Task objective
Without omitting anything, return the records precisely as given.

Entries supplied
(begin)

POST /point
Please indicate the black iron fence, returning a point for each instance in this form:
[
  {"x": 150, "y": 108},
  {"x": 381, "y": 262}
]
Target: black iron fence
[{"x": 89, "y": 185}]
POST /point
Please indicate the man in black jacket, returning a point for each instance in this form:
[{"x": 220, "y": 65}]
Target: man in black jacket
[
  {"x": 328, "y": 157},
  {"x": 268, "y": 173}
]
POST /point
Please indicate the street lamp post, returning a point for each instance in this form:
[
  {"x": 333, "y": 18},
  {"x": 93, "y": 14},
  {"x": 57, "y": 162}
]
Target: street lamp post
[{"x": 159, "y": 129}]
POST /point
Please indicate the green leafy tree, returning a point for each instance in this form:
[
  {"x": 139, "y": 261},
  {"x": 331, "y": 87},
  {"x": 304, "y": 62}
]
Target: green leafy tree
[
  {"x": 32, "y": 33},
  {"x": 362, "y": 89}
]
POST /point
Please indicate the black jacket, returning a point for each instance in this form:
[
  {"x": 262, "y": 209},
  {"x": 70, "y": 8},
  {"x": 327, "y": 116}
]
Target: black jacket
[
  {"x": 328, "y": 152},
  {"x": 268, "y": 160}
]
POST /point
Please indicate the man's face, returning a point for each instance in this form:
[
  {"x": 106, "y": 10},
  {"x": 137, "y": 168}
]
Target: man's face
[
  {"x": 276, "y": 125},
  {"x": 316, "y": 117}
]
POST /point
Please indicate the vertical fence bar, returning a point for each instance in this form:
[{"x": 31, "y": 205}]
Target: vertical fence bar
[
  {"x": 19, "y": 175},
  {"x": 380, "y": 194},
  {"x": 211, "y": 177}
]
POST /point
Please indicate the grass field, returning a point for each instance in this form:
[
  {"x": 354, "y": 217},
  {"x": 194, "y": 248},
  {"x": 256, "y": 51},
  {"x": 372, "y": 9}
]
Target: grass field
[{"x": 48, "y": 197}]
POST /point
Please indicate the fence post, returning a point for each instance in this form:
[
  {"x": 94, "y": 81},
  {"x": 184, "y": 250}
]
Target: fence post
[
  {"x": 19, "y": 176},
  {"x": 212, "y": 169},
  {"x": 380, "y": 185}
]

(end)

Task answer
POST /point
Please indicate the black iron fence, returning a point for each instance in this form:
[
  {"x": 150, "y": 108},
  {"x": 381, "y": 262}
]
Target: black iron fence
[{"x": 89, "y": 185}]
POST /point
Please indicate the man in black jacket, returning a point for each instance in this form:
[{"x": 220, "y": 65}]
Target: man in black jacket
[
  {"x": 328, "y": 157},
  {"x": 268, "y": 173}
]
POST /point
Please indicate the street lamp post, returning a point for each instance in this form:
[
  {"x": 333, "y": 18},
  {"x": 93, "y": 14},
  {"x": 57, "y": 162}
]
Target: street lamp post
[{"x": 159, "y": 129}]
POST /point
Please indicate the green leafy tree, returning a point for each instance in this form:
[
  {"x": 139, "y": 261},
  {"x": 331, "y": 87},
  {"x": 304, "y": 62}
]
Target: green leafy tree
[
  {"x": 32, "y": 33},
  {"x": 362, "y": 89}
]
POST /point
Please indicate the black jacket, returning a point for each instance in this form:
[
  {"x": 262, "y": 209},
  {"x": 70, "y": 8},
  {"x": 327, "y": 116}
]
Target: black jacket
[
  {"x": 328, "y": 152},
  {"x": 268, "y": 160}
]
POST /point
Please indicate the man's face, returning a point for each instance in this form:
[
  {"x": 106, "y": 10},
  {"x": 137, "y": 168}
]
Target: man's face
[
  {"x": 276, "y": 125},
  {"x": 316, "y": 117}
]
POST /point
Please indicate the vertical fence bar, returning a point for each instance in this form:
[{"x": 31, "y": 205}]
Target: vertical fence bar
[
  {"x": 19, "y": 175},
  {"x": 380, "y": 194},
  {"x": 211, "y": 177}
]
POST /point
Please indicate the grass field, returning a point for each instance in this form:
[
  {"x": 354, "y": 217},
  {"x": 194, "y": 248},
  {"x": 256, "y": 51},
  {"x": 372, "y": 9}
]
Target: grass field
[{"x": 48, "y": 197}]
POST /point
Please indicate the fence post, returning a point for each instance in this form:
[
  {"x": 94, "y": 81},
  {"x": 184, "y": 250}
]
Target: fence post
[
  {"x": 19, "y": 176},
  {"x": 212, "y": 169},
  {"x": 380, "y": 185}
]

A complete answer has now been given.